• [Extracted text]:
★ ★ ★ ★

The 260A (as I recall, a 1953 redesign of the mid-1930's
160A) is not
particularly difficult to work on. Biggest problem I
found with both
was poor contact with the oscillator turret pins and open
oscillator
coils. The open coils all were breakage at the turret
pins, very easy
fix. But the brass pins and contacts took abrasive work
to get them
to make contact. DeOxit D-5 didn't touch them.
The 160A used a selected 45 tube for the oscillator, and
the
thermocouple burned out quite easily. The 260A uses an
off-the-shelf
tube--5763 as I recall---so that component is a
plug-and-play
replacement. The 260A thermocouple is much more robust.
I've
forgotten what was in the 190A, though I've been inside
all of them at
one time or another. The VTVM tube is selected in all of
them.
Boonton supported these units with excellent manuals which
go into
great detail about how they can be use. That's true of
the RX Bridge
as well. The Q-meters are not at all difficult to
calibrate by the
procedures given by Boonton.
When push comes to shove, there is nothing like a good
Q-meter when
dealing with boatanchor front-end and IF coils. One
strand of broken
Litzendraht drop the Q of a coil significantly, and having
a Q-meter
available to get the exact capacitor needed for a
silver-mica failure
makes life very simple. Of course, a Measurements
Megacycle Meter or
Millen Grid Dip complement them nicely, but aren't
substitutes.
The 250A RX Bridge was, I think, a bit daunting for
1930's/1940's
radio EE's. The Chief Engineer at Millen, Wade Caywood,
bought one
for the company, and spent quite a bit of time
experimenting with how
best to use it. Mine came out from under a table at a
hamfest---not
working, but looked brand new, and when the guy said he
wanted $20 for
it I swapped cash for the bridge and immediately took it
out to my
car. All that was wrong with it was that the Amperex
ballast tube was
open, so no voltage to the IF strip heaters. I just used
wire-wound
resistors to set the voltage. I don't recall having to
fix any
oscillator problems, but the mica dialectric in the little
capacitor
at the front of the bridge had to be reglued in place
(Pliobond). The
bridge was calibrated after it was assembled, so you
really do not
want to fuss with it.
I'd have to say that to get real mileage out of these
boxes,
particularly the RX bridge, you've got to know a bit more
than you're
going to learn from the ARRL Handbooks or Fred Terman's
texts.

★ ★ ★ ★

• [Information shown]:

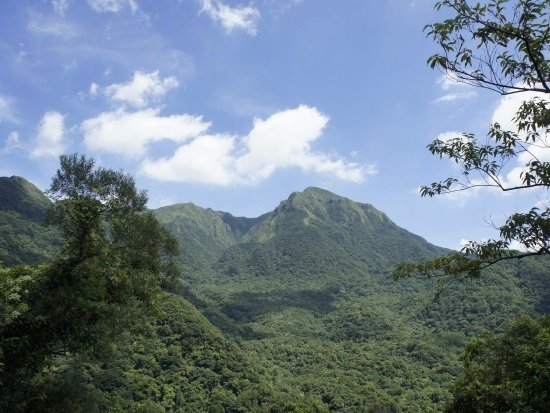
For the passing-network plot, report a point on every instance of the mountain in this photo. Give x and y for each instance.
(308, 289)
(296, 310)
(23, 237)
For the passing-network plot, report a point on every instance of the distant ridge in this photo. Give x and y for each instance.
(23, 237)
(19, 195)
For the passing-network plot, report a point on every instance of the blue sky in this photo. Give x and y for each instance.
(233, 105)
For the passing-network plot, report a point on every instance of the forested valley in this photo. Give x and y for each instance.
(321, 304)
(295, 310)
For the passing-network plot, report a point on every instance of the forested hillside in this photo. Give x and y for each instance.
(24, 238)
(299, 313)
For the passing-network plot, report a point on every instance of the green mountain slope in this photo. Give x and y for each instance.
(23, 237)
(310, 285)
(302, 314)
(317, 233)
(175, 361)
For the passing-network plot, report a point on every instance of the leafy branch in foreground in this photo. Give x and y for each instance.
(502, 46)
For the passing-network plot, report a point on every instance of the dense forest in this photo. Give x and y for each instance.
(295, 310)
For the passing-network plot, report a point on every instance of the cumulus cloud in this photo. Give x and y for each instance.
(281, 141)
(456, 90)
(50, 26)
(6, 112)
(60, 6)
(452, 97)
(142, 90)
(129, 133)
(232, 18)
(49, 139)
(13, 143)
(207, 160)
(112, 6)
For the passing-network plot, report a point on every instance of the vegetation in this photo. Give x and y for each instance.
(503, 46)
(115, 257)
(506, 372)
(25, 239)
(293, 311)
(307, 294)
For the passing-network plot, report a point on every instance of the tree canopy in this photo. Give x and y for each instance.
(503, 46)
(114, 261)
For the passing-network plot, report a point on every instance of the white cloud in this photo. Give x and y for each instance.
(94, 89)
(129, 133)
(60, 6)
(112, 6)
(446, 82)
(142, 90)
(13, 143)
(281, 141)
(6, 112)
(49, 140)
(453, 97)
(50, 26)
(232, 18)
(457, 90)
(206, 160)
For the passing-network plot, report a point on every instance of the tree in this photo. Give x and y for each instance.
(502, 46)
(115, 259)
(507, 372)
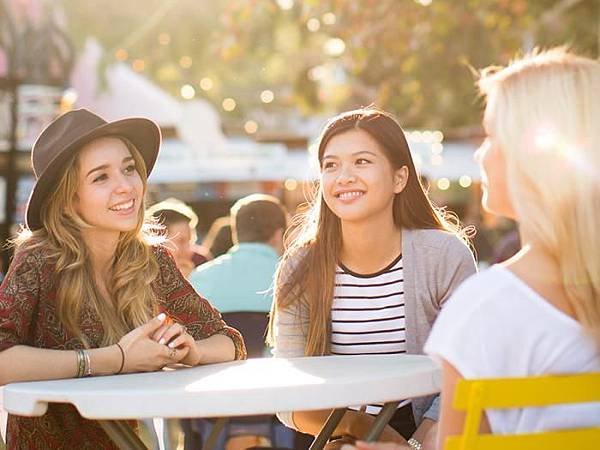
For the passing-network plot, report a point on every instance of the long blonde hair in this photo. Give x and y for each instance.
(307, 270)
(544, 111)
(132, 301)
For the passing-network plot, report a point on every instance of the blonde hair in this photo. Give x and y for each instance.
(132, 301)
(307, 270)
(543, 110)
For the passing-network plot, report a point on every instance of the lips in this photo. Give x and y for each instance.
(123, 206)
(349, 195)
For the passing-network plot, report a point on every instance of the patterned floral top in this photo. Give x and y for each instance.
(28, 317)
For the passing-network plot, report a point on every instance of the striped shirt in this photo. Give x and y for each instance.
(367, 315)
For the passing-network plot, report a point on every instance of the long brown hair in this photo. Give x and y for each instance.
(307, 270)
(132, 301)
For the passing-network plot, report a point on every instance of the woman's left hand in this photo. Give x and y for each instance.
(175, 336)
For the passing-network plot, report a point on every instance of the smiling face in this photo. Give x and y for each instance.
(110, 189)
(357, 178)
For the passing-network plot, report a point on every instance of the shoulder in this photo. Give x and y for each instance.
(438, 243)
(38, 259)
(435, 239)
(483, 292)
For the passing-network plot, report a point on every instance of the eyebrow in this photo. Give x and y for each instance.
(353, 154)
(105, 166)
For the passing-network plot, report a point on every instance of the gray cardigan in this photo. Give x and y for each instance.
(435, 262)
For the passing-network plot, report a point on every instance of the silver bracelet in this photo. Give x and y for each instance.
(413, 443)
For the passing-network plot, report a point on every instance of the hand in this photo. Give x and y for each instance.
(362, 445)
(174, 336)
(143, 354)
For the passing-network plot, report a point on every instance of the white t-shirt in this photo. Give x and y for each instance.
(495, 325)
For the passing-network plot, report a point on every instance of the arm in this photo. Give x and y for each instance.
(141, 354)
(208, 337)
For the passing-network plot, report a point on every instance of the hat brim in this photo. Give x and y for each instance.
(144, 134)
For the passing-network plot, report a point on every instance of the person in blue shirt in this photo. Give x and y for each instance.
(240, 280)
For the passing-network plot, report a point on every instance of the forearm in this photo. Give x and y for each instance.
(353, 423)
(24, 363)
(214, 349)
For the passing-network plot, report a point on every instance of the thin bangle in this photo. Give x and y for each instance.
(80, 363)
(122, 358)
(88, 364)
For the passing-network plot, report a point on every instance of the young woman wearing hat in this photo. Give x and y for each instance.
(87, 294)
(370, 265)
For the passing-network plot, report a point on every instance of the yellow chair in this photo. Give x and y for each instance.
(473, 396)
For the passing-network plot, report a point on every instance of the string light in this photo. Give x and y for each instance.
(185, 62)
(267, 96)
(187, 91)
(229, 104)
(138, 65)
(313, 24)
(251, 127)
(443, 184)
(329, 18)
(121, 54)
(206, 84)
(164, 38)
(334, 47)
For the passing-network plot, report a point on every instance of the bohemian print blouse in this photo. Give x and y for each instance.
(27, 317)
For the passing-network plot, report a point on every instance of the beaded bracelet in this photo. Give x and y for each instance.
(88, 364)
(122, 358)
(80, 362)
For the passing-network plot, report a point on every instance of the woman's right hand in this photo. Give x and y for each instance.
(143, 354)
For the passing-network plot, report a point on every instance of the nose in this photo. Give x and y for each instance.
(346, 174)
(123, 184)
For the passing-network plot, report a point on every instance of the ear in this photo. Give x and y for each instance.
(400, 179)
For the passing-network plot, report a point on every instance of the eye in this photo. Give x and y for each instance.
(130, 169)
(99, 178)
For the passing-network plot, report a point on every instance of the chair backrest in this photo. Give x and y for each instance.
(253, 326)
(474, 396)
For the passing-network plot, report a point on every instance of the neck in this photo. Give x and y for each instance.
(102, 248)
(368, 246)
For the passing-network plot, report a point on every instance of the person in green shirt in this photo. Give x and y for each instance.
(240, 280)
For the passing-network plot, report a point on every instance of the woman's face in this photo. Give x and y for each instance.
(110, 190)
(492, 164)
(357, 179)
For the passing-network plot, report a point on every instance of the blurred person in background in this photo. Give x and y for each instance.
(259, 223)
(218, 240)
(180, 223)
(368, 268)
(540, 164)
(89, 289)
(240, 281)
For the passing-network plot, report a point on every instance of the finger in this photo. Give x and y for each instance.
(173, 331)
(153, 324)
(160, 332)
(181, 340)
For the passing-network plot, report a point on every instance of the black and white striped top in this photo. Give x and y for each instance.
(367, 315)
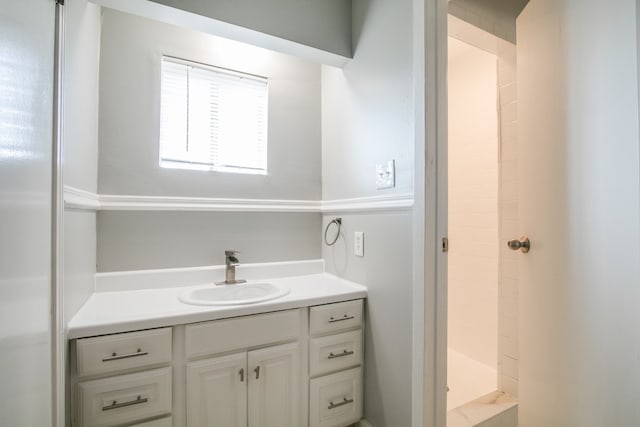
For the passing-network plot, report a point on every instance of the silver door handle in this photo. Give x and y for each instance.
(115, 356)
(341, 319)
(115, 405)
(345, 401)
(523, 244)
(344, 353)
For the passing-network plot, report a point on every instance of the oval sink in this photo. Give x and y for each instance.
(240, 294)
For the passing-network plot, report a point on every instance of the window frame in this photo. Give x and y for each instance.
(210, 165)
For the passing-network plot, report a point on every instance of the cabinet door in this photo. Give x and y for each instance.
(275, 386)
(217, 392)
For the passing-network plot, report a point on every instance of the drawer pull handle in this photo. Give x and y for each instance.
(116, 405)
(335, 356)
(116, 356)
(345, 401)
(342, 319)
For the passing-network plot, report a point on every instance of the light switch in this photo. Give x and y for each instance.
(358, 243)
(386, 175)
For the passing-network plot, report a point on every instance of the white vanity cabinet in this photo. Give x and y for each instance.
(335, 364)
(123, 379)
(290, 368)
(259, 386)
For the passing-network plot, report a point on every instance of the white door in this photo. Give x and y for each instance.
(275, 386)
(217, 392)
(579, 205)
(26, 112)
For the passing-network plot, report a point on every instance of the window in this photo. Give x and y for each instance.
(212, 118)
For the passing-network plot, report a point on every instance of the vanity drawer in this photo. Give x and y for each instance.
(119, 352)
(239, 333)
(160, 422)
(336, 400)
(335, 317)
(125, 399)
(335, 352)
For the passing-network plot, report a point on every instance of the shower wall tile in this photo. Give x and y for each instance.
(509, 226)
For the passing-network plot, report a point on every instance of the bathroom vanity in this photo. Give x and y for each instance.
(294, 361)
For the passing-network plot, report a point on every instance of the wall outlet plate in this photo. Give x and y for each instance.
(386, 175)
(358, 243)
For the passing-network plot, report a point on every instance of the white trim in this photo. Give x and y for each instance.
(161, 203)
(75, 198)
(373, 203)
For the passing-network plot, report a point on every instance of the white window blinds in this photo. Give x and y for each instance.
(212, 119)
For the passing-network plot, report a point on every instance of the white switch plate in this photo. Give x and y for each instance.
(386, 175)
(358, 243)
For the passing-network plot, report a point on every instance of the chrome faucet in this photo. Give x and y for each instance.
(231, 261)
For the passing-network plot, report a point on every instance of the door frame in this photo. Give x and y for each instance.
(429, 388)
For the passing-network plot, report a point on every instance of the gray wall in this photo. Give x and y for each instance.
(386, 270)
(322, 24)
(497, 17)
(146, 240)
(129, 119)
(368, 117)
(367, 108)
(131, 51)
(80, 146)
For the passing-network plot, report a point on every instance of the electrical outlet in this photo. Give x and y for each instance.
(386, 175)
(358, 243)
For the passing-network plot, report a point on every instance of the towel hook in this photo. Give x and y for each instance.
(338, 222)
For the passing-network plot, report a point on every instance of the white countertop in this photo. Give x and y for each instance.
(128, 310)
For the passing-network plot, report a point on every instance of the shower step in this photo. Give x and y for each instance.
(496, 409)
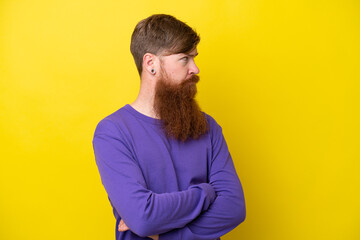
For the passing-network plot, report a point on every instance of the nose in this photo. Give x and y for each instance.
(194, 69)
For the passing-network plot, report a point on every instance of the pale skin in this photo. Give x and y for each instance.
(179, 67)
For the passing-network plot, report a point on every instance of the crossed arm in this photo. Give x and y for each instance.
(204, 211)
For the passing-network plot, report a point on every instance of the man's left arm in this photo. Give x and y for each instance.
(228, 209)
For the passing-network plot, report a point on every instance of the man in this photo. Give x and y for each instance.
(165, 164)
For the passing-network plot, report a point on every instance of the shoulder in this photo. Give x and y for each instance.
(214, 128)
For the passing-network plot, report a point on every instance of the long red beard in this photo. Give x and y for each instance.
(180, 113)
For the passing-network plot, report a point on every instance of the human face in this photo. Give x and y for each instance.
(179, 67)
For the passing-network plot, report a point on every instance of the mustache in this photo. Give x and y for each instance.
(192, 79)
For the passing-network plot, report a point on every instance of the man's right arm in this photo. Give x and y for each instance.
(144, 212)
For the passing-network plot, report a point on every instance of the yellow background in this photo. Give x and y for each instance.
(281, 77)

★ ★ ★ ★

Reproduce the portion of the text on Boonton Q-meters from "The 260A (as" up to and including "didn't touch them.".

The 260A (as I recall, a 1953 redesign of the mid-1930's
160A) is not
particularly difficult to work on. Biggest problem I
found with both
was poor contact with the oscillator turret pins and open
oscillator
coils. The open coils all were breakage at the turret
pins, very easy
fix. But the brass pins and contacts took abrasive work
to get them
to make contact. DeOxit D-5 didn't touch them.